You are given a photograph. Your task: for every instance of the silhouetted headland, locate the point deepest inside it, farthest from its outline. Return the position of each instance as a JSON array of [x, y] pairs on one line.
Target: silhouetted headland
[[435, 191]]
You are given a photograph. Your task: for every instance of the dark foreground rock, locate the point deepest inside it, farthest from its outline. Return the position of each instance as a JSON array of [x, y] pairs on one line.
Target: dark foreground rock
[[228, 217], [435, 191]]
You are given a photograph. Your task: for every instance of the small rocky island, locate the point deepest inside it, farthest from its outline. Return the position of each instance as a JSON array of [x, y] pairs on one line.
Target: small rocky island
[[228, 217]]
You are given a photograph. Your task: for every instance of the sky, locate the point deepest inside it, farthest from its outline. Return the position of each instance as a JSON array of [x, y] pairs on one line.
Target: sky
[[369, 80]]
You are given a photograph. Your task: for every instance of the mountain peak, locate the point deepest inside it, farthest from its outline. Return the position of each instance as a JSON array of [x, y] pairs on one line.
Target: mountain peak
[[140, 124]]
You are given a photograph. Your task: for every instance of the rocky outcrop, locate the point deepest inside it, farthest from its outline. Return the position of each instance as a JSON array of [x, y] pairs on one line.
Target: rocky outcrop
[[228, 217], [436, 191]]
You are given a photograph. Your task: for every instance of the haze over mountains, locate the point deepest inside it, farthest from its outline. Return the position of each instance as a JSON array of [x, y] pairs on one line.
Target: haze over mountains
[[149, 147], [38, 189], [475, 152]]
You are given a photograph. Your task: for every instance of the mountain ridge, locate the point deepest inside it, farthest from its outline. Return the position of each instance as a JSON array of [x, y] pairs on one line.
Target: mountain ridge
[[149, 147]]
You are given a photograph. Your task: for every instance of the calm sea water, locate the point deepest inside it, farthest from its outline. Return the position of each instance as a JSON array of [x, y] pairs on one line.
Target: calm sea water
::::
* Exercise directions *
Using the listing above, pull out all lines that hold the word "water".

* Written solution *
You are given a photograph. Your task: for every instance of the calm sea water, locate the point deepest inside it, farthest from its outline. Return the position of each instance as a JSON array of [x, y] pairs on one line.
Target: calm sea water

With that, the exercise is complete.